• EXERCISE PROMPT
Print every line of the material below exactly as it stands, but omit the pictures.

════════

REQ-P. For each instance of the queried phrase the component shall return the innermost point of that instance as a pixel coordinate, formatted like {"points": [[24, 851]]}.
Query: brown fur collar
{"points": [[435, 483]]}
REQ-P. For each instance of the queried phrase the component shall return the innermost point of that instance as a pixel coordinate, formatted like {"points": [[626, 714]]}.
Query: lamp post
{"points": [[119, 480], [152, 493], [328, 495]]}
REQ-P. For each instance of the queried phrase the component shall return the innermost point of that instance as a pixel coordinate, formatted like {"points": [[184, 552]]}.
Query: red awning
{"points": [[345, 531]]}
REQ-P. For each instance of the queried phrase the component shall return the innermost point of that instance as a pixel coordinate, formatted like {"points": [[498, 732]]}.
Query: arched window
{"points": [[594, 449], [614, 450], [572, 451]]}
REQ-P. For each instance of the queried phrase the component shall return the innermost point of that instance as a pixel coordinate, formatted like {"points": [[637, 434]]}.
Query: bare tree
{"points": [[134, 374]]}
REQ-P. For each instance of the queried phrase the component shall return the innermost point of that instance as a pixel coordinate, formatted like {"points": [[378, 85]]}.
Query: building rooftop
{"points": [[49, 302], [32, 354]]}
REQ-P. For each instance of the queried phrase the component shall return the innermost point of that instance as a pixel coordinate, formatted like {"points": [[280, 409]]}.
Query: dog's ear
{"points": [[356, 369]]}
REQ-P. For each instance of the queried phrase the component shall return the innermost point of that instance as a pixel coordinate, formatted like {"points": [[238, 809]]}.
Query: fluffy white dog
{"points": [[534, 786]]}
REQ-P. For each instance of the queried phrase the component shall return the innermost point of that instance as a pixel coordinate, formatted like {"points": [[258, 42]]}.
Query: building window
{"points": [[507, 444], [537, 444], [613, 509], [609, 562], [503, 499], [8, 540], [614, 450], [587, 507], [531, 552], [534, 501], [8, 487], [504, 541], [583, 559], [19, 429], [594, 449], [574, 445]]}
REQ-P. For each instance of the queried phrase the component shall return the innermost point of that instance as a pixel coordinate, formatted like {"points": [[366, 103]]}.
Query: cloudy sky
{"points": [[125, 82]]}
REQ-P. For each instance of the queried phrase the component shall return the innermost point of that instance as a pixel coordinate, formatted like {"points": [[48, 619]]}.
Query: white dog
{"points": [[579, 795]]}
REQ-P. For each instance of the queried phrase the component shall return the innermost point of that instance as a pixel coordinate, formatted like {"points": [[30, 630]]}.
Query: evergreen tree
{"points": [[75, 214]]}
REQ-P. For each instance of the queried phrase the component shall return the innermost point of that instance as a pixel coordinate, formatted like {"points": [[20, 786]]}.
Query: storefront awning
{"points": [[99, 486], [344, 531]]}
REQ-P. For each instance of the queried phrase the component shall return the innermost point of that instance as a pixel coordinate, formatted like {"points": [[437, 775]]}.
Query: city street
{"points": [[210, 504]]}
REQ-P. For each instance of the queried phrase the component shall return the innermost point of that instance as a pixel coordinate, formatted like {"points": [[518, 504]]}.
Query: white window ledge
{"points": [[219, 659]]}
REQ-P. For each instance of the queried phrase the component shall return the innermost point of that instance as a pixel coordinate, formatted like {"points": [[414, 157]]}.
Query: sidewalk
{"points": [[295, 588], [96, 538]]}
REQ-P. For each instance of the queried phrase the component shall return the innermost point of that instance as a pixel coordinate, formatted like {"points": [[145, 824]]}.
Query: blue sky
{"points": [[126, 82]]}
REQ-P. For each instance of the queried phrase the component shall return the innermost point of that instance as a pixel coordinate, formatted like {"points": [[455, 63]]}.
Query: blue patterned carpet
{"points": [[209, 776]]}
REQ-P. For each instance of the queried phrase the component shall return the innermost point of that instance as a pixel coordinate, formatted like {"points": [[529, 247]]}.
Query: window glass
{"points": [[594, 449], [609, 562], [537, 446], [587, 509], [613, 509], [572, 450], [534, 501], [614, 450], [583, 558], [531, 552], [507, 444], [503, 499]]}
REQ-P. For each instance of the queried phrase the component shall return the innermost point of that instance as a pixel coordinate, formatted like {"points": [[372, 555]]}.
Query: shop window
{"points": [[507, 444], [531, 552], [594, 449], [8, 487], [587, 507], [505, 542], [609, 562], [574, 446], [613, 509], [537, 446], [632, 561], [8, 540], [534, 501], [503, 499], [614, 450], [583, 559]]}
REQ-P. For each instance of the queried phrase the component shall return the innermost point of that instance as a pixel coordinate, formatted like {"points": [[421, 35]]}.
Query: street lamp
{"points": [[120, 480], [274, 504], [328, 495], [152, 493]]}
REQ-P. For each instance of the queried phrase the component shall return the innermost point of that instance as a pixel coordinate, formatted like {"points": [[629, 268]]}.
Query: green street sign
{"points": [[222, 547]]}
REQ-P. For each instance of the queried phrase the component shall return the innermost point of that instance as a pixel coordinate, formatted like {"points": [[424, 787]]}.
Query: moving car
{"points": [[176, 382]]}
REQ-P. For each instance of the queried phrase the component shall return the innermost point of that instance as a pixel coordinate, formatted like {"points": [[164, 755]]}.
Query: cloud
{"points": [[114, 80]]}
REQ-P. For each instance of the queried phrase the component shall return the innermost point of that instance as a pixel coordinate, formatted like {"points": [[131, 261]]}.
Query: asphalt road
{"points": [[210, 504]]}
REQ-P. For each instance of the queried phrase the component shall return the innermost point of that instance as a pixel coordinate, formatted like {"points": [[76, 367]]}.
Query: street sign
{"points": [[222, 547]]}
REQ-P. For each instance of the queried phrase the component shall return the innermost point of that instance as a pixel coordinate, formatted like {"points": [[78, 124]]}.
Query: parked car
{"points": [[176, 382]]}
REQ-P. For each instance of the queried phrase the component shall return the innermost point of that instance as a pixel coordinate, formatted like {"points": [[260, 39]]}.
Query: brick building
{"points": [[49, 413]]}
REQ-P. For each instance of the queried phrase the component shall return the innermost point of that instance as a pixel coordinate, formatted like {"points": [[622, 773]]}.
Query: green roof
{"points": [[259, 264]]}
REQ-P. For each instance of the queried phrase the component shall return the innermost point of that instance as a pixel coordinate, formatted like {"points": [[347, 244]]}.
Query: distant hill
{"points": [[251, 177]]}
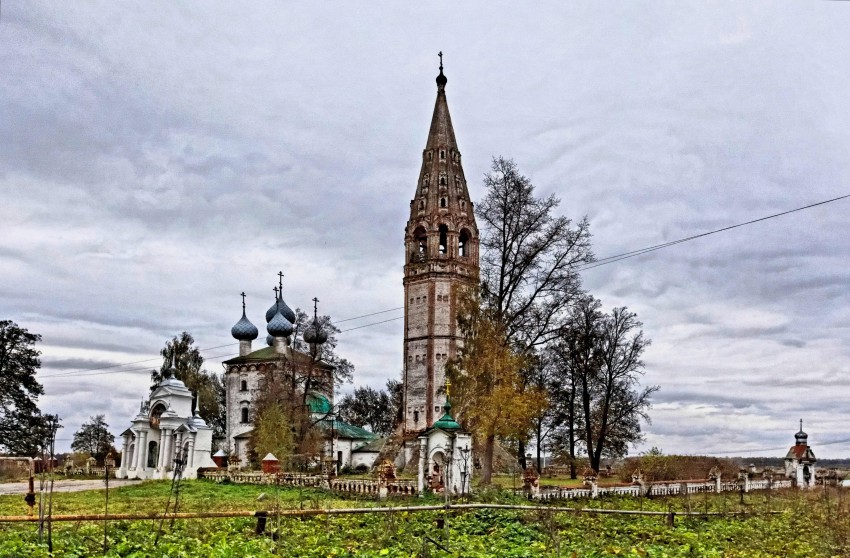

════════

• EXERCISE RESULT
REQ-P. For each instance of the queried phrase the component shall return the innermost point of that instance as a pixel coordinate, formatted like {"points": [[24, 851]]}.
Query: brown fur collar
{"points": [[435, 483]]}
REQ-P. For each instance of the queried phrase the component shall return the innermost point of that instance as a pixel coordinate, formatted like {"points": [[626, 714]]}.
Query: lamp post
{"points": [[119, 480], [152, 493], [328, 495]]}
REQ-P. For each instance of the queried phrase the component shall return the innermost point of that instance as a pixel coordinate, formatted like {"points": [[184, 552]]}.
Query: red awning
{"points": [[345, 531]]}
REQ-P. For each instance of the queried phrase the component shall return the innermost point of that instance as a pixel coordinate, formatted like {"points": [[498, 732]]}.
Query: arched window
{"points": [[594, 449], [614, 450], [572, 451]]}
REQ-P. For each instance of the queried phrase the component shall return the innermost point of that instance as a pixel coordinate, formatted like {"points": [[637, 434]]}.
Query: bare tree
{"points": [[134, 374]]}
REQ-P. For each instance of the queried phrase the component shall return the innermost point of that instance as a pixel coordinate, formatted like {"points": [[378, 85]]}.
Query: building rooftop
{"points": [[49, 302], [32, 354]]}
REQ-P. For each instance of the queried phrase the component shall return the innermost point of that instance as a pixel coordinate, formatted like {"points": [[280, 409]]}.
Query: dog's ear
{"points": [[356, 369]]}
REQ-P. For each instance of the queried phrase the component shall return the innermost point of that instance as a pixel coordinate, formatted like {"points": [[238, 809]]}.
Query: fluffy white dog
{"points": [[534, 786]]}
REQ-P. For each instance of the queried phrase the component shall return the innermost point of that instance as a pixel coordinate, formatted like {"points": [[258, 42]]}.
Query: building window
{"points": [[507, 444], [537, 444], [613, 509], [609, 562], [503, 499], [8, 540], [614, 450], [587, 507], [531, 552], [534, 501], [8, 487], [504, 541], [583, 559], [19, 429], [594, 449], [574, 445]]}
REQ-P. For each instance of the queried phrase the component shall return the innermost point of that instance as a pixel coordinate, formatted like {"points": [[366, 103]]}.
Query: cloudy sky
{"points": [[125, 82]]}
REQ-P. For each instance of the queried phrase the component shall return the innermost point of that instance as a pixel coordinate, formatted like {"points": [[48, 619]]}.
Query: white dog
{"points": [[579, 795]]}
REQ-P. For each instance of the queried phrase the component shall return the innermost point of that instance as a pixel coordinate, formatted like {"points": [[30, 630]]}.
Query: evergreen tree
{"points": [[75, 214]]}
REQ-P. For each instance of the queried phrase the component shall return the innermost point of that instance as a pixel coordinate, formatted like {"points": [[20, 786]]}.
Query: storefront awning
{"points": [[99, 486], [344, 531]]}
REQ-P. For each instance of the queried phrase the component shall return the innermost point of that instance as a pixel coordinate, formatted like {"points": [[437, 775]]}.
Query: city street
{"points": [[210, 504]]}
REQ-P. For each instance of the queried phrase the component shall return the innermost point of that instance as a pixel coordinate, formatted like {"points": [[518, 504]]}.
Query: white window ledge
{"points": [[219, 659]]}
REQ-P. For each instance of the queried phrase the component shall return the innermost point of that instance as a pixel coordinate, formatted like {"points": [[414, 157]]}.
Query: sidewalk
{"points": [[295, 588], [96, 538]]}
REQ-P. For each instance of the queried phrase the component shall return the innermost point of that instance as a pixel coordinate, formatted like {"points": [[145, 824]]}.
Query: blue sky
{"points": [[126, 82]]}
REQ-P. For each instance of the queried phrase the component shall return the innermost point of that instance as a pixel coordinate, formatted like {"points": [[455, 63]]}.
Query: blue patterned carpet
{"points": [[209, 776]]}
REQ-P. For each instance of the queried phrase the component shall return the innermost point of that instance as a pixel coordinate, formatted like {"points": [[529, 247]]}.
Query: window glass
{"points": [[594, 449], [609, 562], [537, 446], [587, 509], [613, 509], [572, 450], [534, 501], [614, 450], [583, 558], [531, 552], [507, 444], [503, 499]]}
REQ-P. For each instance of the queried phrase the component shall return the innermost point of that instance as a pixel coordinate, formatted like {"points": [[372, 555]]}.
Query: shop window
{"points": [[507, 444], [531, 552], [594, 449], [8, 487], [587, 507], [505, 542], [609, 562], [574, 446], [613, 509], [537, 446], [632, 561], [8, 540], [534, 501], [503, 499], [614, 450], [583, 559]]}
REQ-P. For each instance of the queried phrase the component shall return the innermost point of that instance as a pixel coordinate, formatted like {"points": [[421, 35]]}.
Query: street lamp
{"points": [[120, 480], [274, 504], [328, 495], [152, 493]]}
REQ-P. For each instance of the queried phrase the component shall return the innermost point of that instance as a pixel coordinate, formatted like {"points": [[629, 268]]}.
Query: green street sign
{"points": [[222, 547]]}
REQ-P. For each instance of the queried phrase the component shall return the innermost point of that instance as a pixel coordinate, formatted like {"points": [[424, 787]]}.
Query: moving car
{"points": [[176, 382]]}
REQ-P. For each instance of the queried phrase the component shall return the innermost point of that instance as a pixel coordinate, formatted like {"points": [[164, 755]]}.
Query: cloud
{"points": [[114, 80]]}
REQ-P. For each instance of the queried phrase the component shall return the innermost point of that instance as a pixel coordinate, formatted like {"points": [[131, 261]]}.
Query: asphalt road
{"points": [[210, 504]]}
REQ-P. For each instance of the queried phrase the component shall return the innermost point of that instance as a pixel coordinate, formatted like {"points": [[76, 367]]}.
Query: street sign
{"points": [[222, 547]]}
REQ-P. For each instance of the queried phrase the component shall return the innermost point of that instance as a pixel coordinate, formatted like {"points": [[78, 124]]}.
Query: parked car
{"points": [[176, 382]]}
REQ-P. For each instance of the queried phrase the component shall return the innermost point of that instance as a pixel coordinate, formatted like {"points": [[260, 39]]}.
Query: brick building
{"points": [[49, 413]]}
REQ-P. For each instance of the queried phrase the component shall return the innermost point of that instance as a pixel coordinate, formatted like {"points": [[622, 773]]}.
Query: green roof
{"points": [[259, 264]]}
REQ-P. For each instance of the queried phrase the component shall return the innermost point of that instance as a pixel coordinate, formatted like {"points": [[347, 244]]}.
Query: distant hill
{"points": [[251, 177]]}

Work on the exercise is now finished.